__SHORT EXERCISE__: Locate each line in the data below that contains the word "penguin". Copy those lines.

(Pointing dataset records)
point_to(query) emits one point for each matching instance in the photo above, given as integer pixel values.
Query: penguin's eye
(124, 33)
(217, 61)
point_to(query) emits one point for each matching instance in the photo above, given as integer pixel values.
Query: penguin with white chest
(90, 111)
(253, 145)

...

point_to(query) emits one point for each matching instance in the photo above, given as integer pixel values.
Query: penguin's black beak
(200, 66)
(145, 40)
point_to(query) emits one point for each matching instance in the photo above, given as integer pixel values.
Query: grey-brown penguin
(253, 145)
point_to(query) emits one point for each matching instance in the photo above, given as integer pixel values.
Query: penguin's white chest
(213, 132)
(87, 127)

__EXPECTED OUTPUT__:
Query: penguin's eye
Query: penguin with white chest
Query: penguin's black beak
Query: grey-brown penguin
Query: penguin's white chest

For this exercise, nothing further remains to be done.